• Set exercise: Starting at the line that contains "Where can the aircraft wing" and ending at the last of the items below, swap every "thickest" for "widest". Write out those lines again with nothing else changed.

• Input:
=-=-=-=-=

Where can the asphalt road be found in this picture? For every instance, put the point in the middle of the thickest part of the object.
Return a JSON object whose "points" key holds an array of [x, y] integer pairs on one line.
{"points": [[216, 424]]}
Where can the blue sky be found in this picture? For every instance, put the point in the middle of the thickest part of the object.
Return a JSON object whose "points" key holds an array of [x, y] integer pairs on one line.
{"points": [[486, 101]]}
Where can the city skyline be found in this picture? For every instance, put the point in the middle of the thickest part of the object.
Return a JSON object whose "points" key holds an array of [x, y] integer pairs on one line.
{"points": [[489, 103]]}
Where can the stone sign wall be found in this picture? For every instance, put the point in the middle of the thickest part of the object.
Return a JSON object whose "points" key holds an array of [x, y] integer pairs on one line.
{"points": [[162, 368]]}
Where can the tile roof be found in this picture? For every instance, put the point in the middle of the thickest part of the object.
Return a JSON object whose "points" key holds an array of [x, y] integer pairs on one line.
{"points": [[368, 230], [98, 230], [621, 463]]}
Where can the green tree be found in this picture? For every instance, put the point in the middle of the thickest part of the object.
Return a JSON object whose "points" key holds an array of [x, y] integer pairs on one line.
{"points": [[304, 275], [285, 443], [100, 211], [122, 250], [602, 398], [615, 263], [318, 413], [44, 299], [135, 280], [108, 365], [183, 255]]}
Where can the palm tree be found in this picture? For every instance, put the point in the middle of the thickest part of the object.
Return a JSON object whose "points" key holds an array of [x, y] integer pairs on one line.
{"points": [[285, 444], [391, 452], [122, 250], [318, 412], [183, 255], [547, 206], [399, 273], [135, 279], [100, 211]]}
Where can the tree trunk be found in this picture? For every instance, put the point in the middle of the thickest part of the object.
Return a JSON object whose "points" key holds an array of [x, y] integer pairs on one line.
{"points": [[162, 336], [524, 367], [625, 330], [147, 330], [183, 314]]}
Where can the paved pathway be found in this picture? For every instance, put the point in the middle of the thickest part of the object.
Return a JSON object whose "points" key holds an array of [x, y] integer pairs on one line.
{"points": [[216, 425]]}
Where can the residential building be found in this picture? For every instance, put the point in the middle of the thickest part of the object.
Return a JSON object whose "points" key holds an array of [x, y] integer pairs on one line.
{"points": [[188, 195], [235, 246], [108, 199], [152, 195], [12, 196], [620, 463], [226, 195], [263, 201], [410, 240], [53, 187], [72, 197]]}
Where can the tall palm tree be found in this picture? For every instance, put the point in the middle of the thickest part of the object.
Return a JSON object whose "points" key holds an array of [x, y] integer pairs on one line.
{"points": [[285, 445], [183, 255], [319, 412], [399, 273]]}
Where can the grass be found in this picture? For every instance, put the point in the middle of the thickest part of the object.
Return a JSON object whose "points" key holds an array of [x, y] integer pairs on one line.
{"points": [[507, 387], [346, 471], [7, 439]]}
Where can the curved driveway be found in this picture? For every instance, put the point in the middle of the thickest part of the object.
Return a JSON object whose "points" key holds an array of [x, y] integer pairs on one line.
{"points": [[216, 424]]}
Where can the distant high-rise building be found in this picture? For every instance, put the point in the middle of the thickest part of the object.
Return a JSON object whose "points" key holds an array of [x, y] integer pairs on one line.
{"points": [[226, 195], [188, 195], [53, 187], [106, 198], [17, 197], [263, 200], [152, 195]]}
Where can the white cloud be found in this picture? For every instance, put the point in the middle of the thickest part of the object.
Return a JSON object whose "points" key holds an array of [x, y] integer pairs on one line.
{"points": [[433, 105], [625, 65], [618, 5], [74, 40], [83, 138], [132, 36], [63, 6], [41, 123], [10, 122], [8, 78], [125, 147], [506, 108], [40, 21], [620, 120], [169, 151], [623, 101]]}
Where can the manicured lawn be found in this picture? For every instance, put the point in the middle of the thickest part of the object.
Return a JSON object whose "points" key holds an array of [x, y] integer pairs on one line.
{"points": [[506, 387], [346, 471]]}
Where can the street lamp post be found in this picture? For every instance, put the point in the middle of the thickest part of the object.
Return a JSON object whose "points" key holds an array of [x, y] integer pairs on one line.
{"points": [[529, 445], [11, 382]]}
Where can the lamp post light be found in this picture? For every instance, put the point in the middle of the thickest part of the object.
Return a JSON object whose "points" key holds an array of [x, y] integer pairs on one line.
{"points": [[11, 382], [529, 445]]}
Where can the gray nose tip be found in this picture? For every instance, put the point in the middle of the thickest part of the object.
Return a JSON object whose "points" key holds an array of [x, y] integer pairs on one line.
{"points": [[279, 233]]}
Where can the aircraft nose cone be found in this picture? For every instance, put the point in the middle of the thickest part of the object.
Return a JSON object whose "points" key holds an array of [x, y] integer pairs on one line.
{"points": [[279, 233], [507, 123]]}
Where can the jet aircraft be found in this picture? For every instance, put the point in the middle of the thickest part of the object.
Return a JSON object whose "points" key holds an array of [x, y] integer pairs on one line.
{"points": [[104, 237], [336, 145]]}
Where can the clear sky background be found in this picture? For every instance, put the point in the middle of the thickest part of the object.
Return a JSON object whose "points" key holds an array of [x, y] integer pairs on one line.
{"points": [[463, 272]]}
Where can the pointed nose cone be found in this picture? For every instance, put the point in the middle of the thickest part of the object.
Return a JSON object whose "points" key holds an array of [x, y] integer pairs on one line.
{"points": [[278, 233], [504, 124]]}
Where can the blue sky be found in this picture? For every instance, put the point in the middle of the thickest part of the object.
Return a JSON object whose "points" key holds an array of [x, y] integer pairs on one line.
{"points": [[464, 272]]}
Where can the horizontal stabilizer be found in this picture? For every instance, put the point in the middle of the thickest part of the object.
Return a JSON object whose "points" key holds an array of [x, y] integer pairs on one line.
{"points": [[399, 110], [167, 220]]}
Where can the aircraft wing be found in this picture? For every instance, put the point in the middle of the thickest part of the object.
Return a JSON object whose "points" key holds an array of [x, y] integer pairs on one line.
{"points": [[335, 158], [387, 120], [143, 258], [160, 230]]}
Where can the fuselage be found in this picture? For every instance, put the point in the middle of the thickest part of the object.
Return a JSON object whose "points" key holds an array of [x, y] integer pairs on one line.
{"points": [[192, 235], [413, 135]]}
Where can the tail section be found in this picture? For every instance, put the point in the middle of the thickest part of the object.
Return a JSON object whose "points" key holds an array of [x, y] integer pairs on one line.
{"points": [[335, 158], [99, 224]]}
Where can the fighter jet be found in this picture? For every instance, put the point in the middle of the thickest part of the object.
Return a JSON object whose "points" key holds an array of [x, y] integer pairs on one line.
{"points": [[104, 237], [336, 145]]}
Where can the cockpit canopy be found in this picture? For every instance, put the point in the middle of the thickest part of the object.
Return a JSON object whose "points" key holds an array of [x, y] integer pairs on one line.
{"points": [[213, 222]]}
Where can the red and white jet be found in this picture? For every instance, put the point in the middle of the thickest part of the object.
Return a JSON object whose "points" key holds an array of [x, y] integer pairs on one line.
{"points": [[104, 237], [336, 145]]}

=-=-=-=-=

• Written solution:
Where can the aircraft wing be found in this picture? For every instance, put the point in the middle of the widest part of the object.
Return a JSON object whose "points" key holds an array of [x, y] integer pairs on one line.
{"points": [[335, 158], [387, 120], [143, 258], [160, 230]]}
Where can the fuselage be found in this picture? For every instance, put the point in the middle of the widest part of the object.
Return a JSON object whose "points" key holds an array of [x, y] integer pairs on one line.
{"points": [[192, 235], [413, 135]]}
Where can the tail section be found in this picture? For every instance, put the point in the middle of the widest part of the object.
Return a JSON object whose "points" key holds an array of [x, y] integer pairs on one line.
{"points": [[335, 158], [99, 224]]}
Where can the fighter jet be found in this picture? For every instance, put the point in the middle of the widest part of the object.
Return a JSON object whose "points" key holds an array of [x, y] integer pairs on one line.
{"points": [[104, 237], [336, 145]]}
Where can the cockpit canopy be found in this picture? For every instance, put the point in the middle of the widest part of the object.
Return a JSON object whose "points" key holds an array of [x, y] integer pairs on one line.
{"points": [[213, 222]]}
Where can the red and white jet be found in this picture? For every instance, put the point in the middle of the widest part of the object.
Return a JSON object whose "points" key holds an array of [x, y] integer pairs on one line.
{"points": [[104, 237], [336, 145]]}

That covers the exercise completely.